Top2Vec icon indicating copy to clipboard operation
Top2Vec copied to clipboard

Exception throw on small corpus

Open behrica opened this issue 2 years ago • 3 comments

 model = Top2Vec(documents=newsgroups.data[1:100], speed="learn", min_count=1)

fails with

022-05-11 19:03:47,753 - top2vec - INFO - Finding topics
Traceback (most recent call last):
  File "<stdin>", line 1, in <module>
  File "/home/carsten/.conda/envs/top2vec-2/lib/python3.9/site-packages/top2vec/Top2Vec.py", line 684, in __init__
    self._create_topic_vectors(cluster.labels_)
  File "/home/carsten/.conda/envs/top2vec-2/lib/python3.9/site-packages/top2vec/Top2Vec.py", line 859, in _create_topic_vectors
    np.vstack([self.document_vectors[np.where(cluster_labels == label)[0]]
  File "<__array_function__ internals>", line 5, in vstack
  File "/home/carsten/.conda/envs/top2vec-2/lib/python3.9/site-packages/numpy/core/shape_base.py", line 283, in vstack
    return _nx.concatenate(arrs, 0)
  File "<__array_function__ internals>", line 5, in concatenate
ValueError: need at least one array to concatenate

I suppose, it's due to only finding a single topic or similar.

behrica avatar May 11 '22 17:05 behrica

Yes, you will need a larger dataset.

ddangelov avatar Nov 13 '22 21:11 ddangelov

Ok, but it would be nice not to crash. A "single topic" result is a valid result as well, in my view.

behrica avatar Nov 14 '22 18:11 behrica

Is there any documentation on why a minimum corpus size is needed or the quality of results as the corpus grows?

ClaytonSmith avatar Dec 04 '22 18:12 ClaytonSmith

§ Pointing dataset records

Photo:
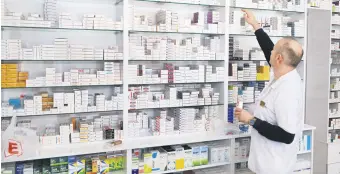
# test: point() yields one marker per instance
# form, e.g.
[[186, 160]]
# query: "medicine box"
[[196, 154], [147, 162], [179, 156], [187, 156], [171, 157]]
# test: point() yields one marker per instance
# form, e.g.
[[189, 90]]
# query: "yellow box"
[[11, 85], [12, 75], [22, 78], [179, 163], [11, 71], [21, 84], [259, 76], [23, 74], [12, 66], [44, 94], [11, 80]]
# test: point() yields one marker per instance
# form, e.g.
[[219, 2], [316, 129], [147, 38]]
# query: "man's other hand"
[[243, 115], [251, 19]]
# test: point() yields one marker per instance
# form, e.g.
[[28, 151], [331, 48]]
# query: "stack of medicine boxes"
[[11, 78]]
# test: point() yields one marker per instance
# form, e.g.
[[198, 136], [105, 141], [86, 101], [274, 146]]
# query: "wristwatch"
[[252, 121]]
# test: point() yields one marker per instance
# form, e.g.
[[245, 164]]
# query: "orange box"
[[12, 66]]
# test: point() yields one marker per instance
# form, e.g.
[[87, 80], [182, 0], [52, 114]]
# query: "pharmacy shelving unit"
[[321, 94], [239, 51], [120, 37]]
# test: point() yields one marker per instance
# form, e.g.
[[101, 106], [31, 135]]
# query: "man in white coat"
[[277, 118]]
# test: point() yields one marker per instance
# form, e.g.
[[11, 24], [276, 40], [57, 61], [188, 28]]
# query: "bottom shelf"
[[244, 171], [194, 168]]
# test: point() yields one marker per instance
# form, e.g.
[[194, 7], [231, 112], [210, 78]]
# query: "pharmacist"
[[277, 115]]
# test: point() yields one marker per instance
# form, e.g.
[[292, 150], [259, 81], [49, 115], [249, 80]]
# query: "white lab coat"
[[283, 107]]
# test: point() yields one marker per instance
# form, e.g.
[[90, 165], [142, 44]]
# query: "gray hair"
[[292, 56]]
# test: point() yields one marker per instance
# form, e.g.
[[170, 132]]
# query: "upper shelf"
[[172, 32], [183, 3], [57, 28], [267, 9], [251, 34]]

§ REQUIREMENTS
[A] Rewrite the Top2Vec issue thread between "behrica avatar May" and "in my view.", inclusive, changing "dataset" to "corpus".
[B] Quote the rows between the start of the rows and the line holding "[[277, 118]]", inclusive, omitting the pictures.
These rows are unrelated to the Top2Vec issue thread.

§ ANSWER SET
[A]
behrica avatar May 11 '22 17:05 behrica

Yes, you will need a larger corpus.

ddangelov avatar Nov 13 '22 21:11 ddangelov

Ok, but it would be nice not to crash. A "single topic" result is a valid result as well, in my view.

[B]
Photo:
# test: point() yields one marker per instance
# form, e.g.
[[186, 160]]
# query: "medicine box"
[[196, 154], [147, 162], [179, 156], [187, 156], [171, 157]]
# test: point() yields one marker per instance
# form, e.g.
[[189, 90]]
# query: "yellow box"
[[11, 85], [12, 75], [22, 78], [179, 163], [11, 71], [21, 84], [259, 76], [23, 74], [12, 66], [44, 94], [11, 80]]
# test: point() yields one marker per instance
# form, e.g.
[[219, 2], [316, 129], [147, 38]]
# query: "man's other hand"
[[243, 115], [251, 19]]
# test: point() yields one marker per instance
# form, e.g.
[[28, 151], [331, 48]]
# query: "stack of medicine boxes"
[[11, 78]]
# test: point() yields one marker per instance
# form, e.g.
[[198, 136], [105, 141], [86, 101], [274, 146]]
# query: "wristwatch"
[[252, 121]]
# test: point() yields one marker per instance
# form, e.g.
[[245, 164]]
# query: "orange box"
[[12, 66]]
# test: point() yields one marker per instance
# form, e.g.
[[87, 80], [182, 0], [52, 114]]
# query: "pharmacy shelving unit"
[[321, 94], [239, 51], [120, 37]]
# test: point() yields one marker per instance
# form, e.g.
[[101, 106], [31, 135]]
# query: "man in white coat"
[[277, 118]]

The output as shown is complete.